SET EXERCISE:
In the text on constructing a proof game, copy everything from "Since A* search" down to "the current node." word for word.

EXTRACT TO READ:
▬▬▬

Constructing a proof game

If a position cannot be proven illegal using the techniques described in the previous sections, an attempt is instead made to find a proof game for the position. This is done in two steps:

1. Convert the extended proof kernel to a sequence of corresponding real chess moves. This sequence of moves is called the initial path.

2. Perform A* search to try to find a sequence of moves from the position at the end of the initial path to the goal position.

Since A* search is also used to solve sub problems encountered in step 1, A* is described first.

A* search

A* search is a general algorithm to find a path in a graph from a start node to a goal node. The idea is to use a heuristic function to estimate the optimal distance from a given node to the goal node. The algorithm uses a priority queue to keep track of nodes found so far. The priority queue is ordered by the cost to reach the current node from the start node plus the estimated cost to reach the goal node from the current node.

How well the algorithm works depends on the heuristic function. For example, if the heuristic function is identically zero the algorithm reduces to breadth-first search, which would not be able to solve non-trivial problems in a reasonable amount of time. The other extreme is if the heuristic function is always equal to the optimal cost, in which case A* search would find an optimal solution in linear time. In general you want the heuristic function to be as large as possible without overestimating the optimal cost.

▬▬▬

LISTED ENTRIES:
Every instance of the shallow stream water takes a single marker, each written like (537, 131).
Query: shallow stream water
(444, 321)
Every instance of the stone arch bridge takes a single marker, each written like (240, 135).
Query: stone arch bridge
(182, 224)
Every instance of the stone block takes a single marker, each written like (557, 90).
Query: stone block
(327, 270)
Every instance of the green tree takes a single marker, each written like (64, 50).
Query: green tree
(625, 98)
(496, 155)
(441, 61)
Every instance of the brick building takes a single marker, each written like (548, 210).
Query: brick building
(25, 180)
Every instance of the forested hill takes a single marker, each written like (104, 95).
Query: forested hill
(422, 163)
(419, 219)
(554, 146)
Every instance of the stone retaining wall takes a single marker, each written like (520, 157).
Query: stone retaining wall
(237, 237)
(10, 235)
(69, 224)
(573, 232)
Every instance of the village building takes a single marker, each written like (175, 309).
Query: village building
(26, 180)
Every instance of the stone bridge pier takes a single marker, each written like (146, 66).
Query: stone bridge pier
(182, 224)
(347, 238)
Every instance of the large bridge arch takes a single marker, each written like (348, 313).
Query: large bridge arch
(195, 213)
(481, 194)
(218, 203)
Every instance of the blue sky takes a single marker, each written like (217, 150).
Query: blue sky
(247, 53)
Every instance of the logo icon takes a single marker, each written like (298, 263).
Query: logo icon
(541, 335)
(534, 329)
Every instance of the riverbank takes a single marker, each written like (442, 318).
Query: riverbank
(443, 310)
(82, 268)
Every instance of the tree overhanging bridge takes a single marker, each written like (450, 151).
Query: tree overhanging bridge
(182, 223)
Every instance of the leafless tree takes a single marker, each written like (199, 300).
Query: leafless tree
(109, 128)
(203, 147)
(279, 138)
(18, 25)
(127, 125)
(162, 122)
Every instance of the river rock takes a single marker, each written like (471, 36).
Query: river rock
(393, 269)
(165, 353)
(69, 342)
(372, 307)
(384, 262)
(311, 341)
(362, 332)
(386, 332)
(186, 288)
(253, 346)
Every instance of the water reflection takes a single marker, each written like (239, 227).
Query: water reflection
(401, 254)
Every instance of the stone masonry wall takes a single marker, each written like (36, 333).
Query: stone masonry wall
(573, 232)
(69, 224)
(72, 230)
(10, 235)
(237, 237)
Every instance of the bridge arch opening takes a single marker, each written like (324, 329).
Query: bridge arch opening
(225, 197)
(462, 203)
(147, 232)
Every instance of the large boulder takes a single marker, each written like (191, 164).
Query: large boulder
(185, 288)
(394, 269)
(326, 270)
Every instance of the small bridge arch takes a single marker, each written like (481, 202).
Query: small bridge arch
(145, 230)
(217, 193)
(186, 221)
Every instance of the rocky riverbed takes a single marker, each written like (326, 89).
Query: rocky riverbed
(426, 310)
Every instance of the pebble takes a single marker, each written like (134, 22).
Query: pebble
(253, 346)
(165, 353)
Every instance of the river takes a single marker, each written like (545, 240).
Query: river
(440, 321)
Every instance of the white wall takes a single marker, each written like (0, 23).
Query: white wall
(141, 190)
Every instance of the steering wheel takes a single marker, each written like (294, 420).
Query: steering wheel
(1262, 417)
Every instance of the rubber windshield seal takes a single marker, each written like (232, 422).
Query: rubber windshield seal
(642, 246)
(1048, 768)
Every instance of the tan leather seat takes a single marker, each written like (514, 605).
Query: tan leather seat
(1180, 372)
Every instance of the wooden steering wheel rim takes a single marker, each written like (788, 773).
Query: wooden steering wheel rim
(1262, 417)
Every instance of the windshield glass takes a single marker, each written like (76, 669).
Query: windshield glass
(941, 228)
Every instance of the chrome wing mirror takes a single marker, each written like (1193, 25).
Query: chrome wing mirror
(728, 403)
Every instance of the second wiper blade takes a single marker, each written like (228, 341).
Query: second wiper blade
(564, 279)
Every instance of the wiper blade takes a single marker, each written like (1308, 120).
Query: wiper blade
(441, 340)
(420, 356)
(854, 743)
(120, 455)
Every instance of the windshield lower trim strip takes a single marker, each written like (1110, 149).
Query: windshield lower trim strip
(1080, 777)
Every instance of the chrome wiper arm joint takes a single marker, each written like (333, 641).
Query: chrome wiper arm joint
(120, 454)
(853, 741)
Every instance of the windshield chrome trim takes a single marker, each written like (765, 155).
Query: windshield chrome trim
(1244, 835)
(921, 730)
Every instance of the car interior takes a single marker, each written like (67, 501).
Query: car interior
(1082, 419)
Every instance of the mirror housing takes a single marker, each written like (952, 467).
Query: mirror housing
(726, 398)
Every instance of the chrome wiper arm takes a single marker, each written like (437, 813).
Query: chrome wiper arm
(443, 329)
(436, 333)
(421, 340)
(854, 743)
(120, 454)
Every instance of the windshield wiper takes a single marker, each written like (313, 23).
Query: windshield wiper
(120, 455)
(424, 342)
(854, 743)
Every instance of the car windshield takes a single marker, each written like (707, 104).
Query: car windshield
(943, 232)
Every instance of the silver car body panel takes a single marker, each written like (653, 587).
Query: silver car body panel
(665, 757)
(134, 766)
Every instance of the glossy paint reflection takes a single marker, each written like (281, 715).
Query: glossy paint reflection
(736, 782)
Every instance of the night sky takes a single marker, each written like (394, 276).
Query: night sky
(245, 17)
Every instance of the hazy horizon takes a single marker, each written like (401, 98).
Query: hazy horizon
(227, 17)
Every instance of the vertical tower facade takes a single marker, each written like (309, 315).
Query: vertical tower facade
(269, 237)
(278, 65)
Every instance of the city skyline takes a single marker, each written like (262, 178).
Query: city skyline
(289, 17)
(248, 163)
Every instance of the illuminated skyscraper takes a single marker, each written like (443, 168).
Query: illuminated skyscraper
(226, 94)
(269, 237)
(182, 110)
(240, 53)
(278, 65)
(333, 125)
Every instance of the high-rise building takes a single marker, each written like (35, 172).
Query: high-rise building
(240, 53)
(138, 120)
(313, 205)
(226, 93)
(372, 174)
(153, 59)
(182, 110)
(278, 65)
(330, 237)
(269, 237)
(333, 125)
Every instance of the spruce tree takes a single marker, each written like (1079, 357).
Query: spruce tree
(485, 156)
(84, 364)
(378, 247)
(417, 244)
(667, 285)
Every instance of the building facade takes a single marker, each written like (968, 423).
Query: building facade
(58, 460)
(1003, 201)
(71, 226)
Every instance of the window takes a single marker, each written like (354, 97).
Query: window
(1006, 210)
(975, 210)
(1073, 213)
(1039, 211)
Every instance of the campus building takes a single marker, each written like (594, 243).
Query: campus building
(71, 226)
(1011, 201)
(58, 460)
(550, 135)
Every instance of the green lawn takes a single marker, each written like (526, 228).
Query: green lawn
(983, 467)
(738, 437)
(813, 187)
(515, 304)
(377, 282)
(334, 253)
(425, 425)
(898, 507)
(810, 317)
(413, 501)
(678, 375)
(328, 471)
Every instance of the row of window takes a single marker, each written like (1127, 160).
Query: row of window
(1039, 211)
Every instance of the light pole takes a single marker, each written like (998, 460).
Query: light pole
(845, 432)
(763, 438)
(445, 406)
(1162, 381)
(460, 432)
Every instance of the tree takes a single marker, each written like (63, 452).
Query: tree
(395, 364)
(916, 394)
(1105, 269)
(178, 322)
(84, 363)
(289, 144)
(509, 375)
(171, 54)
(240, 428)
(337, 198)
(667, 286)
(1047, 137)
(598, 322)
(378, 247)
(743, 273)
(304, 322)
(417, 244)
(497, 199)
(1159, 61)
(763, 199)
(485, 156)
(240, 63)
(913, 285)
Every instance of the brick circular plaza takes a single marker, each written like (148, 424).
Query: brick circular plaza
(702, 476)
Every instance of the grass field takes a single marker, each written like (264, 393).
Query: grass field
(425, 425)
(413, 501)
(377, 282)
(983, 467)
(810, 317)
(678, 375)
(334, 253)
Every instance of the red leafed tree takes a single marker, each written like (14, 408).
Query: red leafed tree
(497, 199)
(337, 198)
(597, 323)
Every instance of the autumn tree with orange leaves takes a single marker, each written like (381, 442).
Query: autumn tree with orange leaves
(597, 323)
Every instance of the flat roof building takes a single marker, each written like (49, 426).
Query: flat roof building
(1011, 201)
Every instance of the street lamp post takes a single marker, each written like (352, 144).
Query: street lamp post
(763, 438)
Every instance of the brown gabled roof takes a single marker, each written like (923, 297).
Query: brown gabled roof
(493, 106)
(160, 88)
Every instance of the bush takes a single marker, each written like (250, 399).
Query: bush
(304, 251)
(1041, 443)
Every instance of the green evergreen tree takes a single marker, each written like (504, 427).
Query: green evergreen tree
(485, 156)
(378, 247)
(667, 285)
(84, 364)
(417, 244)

▬▬▬

WRITTEN SOLUTION:
Since A* search is also used to solve sub problems encountered in step 1, A* is described first.

A* search

A* search is a general algorithm to find a path in a graph from a start node to a goal node. The idea is to use a heuristic function to estimate the optimal distance from a given node to the goal node. The algorithm uses a priority queue to keep track of nodes found so far. The priority queue is ordered by the cost to reach the current node from the start node plus the estimated cost to reach the goal node from the current node.